*TO DO*.
What you should end up with is an exact copy of the lines from the one holding "202), (436, 92)]]" through the last line of the entries below, both included, and nothing else; leave every picture out.
### DATA TO EXAMINE
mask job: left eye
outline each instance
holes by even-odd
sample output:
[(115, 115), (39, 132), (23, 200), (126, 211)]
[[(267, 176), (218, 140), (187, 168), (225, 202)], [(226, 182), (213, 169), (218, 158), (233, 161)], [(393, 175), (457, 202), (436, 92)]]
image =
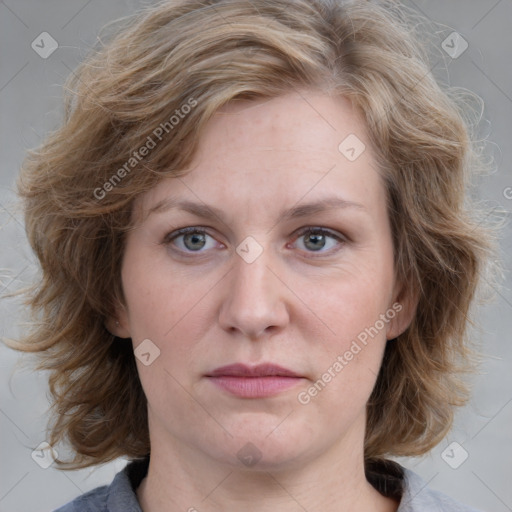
######
*ANSWER FOR THIS EXERCISE*.
[[(267, 176), (218, 140), (187, 168), (225, 202)], [(226, 182), (213, 169), (218, 158), (233, 161)], [(393, 175), (457, 202), (436, 92)]]
image =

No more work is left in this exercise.